====== Information shown ======
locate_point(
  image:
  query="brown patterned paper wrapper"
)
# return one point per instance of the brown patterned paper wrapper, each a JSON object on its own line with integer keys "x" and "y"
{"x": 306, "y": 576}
======
* [Exercise instructions]:
Please reproduce every line of the entries above, requests included, with each coordinate in the answers scaled by 1.95 and rounded to a whole number, halves rounding up.

* [Written response]:
locate_point(
  image:
  query="brown patterned paper wrapper"
)
# return one point per instance of the brown patterned paper wrapper, each a JSON object on its own line with integer keys "x" and "y"
{"x": 597, "y": 1123}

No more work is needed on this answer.